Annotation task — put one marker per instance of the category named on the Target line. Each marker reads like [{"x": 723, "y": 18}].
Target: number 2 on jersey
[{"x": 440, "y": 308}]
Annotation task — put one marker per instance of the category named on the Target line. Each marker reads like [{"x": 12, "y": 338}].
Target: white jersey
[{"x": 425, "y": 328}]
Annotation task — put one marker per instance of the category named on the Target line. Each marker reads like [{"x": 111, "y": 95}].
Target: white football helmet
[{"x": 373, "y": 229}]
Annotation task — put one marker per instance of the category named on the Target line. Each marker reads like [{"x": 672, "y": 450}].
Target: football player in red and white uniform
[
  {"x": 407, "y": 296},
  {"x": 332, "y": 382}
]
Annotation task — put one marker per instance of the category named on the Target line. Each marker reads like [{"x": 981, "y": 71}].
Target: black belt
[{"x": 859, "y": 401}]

■ ■ ■ ■

▶ WHAT YOU HAVE TO DO
Arrange every line of the data above into a Markdown table with the columns Row and Line, numbering the rows and leaving out blank lines.

▶ EXERCISE RESULT
| Row | Line |
|---|---|
| 1 | Annotation task — put one marker per instance of the category named on the Target line. Each marker reads like [{"x": 723, "y": 18}]. |
| 2 | Target: number 2 on jersey |
| 3 | [{"x": 440, "y": 308}] |
| 4 | Annotation task — put one marker per instance of the category named on the Target line. Each marker reads like [{"x": 12, "y": 338}]. |
| 5 | Target: white jersey |
| 6 | [{"x": 425, "y": 328}] |
| 7 | Annotation task — put one marker per instance of the category named on the Target line. Each marker reads like [{"x": 111, "y": 95}]. |
| 8 | Target: white football helmet |
| 9 | [{"x": 373, "y": 229}] |
| 10 | Annotation task — put one marker per instance of the category named on the Target line. Each marker reads like [{"x": 672, "y": 450}]. |
| 11 | Target: football player in red and white uniform |
| 12 | [ |
| 13 |   {"x": 407, "y": 296}, |
| 14 |   {"x": 332, "y": 382} |
| 15 | ] |
| 16 | Annotation task — put one marker per instance of the category named on the Target line. Each marker reads like [{"x": 981, "y": 71}]. |
| 17 | Target: black belt |
| 18 | [{"x": 859, "y": 401}] |